INSTRUCTIONS TO FOLLOW
Reproduce the records below word for word, leaving out the pictures.

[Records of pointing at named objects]
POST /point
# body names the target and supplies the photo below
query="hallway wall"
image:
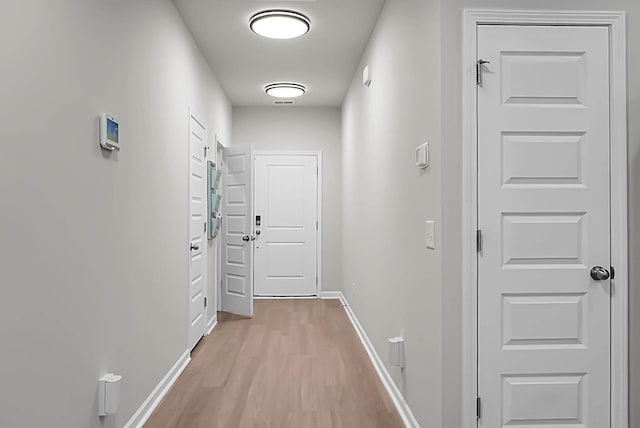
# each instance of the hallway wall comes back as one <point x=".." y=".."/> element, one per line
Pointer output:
<point x="391" y="280"/>
<point x="304" y="128"/>
<point x="452" y="174"/>
<point x="94" y="244"/>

WRITTEN REPLY
POST /point
# body names the target and supplies the photo below
query="hallway wall"
image:
# each instance of the hallway wall comes back as one <point x=".." y=".."/> element, one per line
Pointer output:
<point x="391" y="280"/>
<point x="304" y="128"/>
<point x="452" y="174"/>
<point x="94" y="244"/>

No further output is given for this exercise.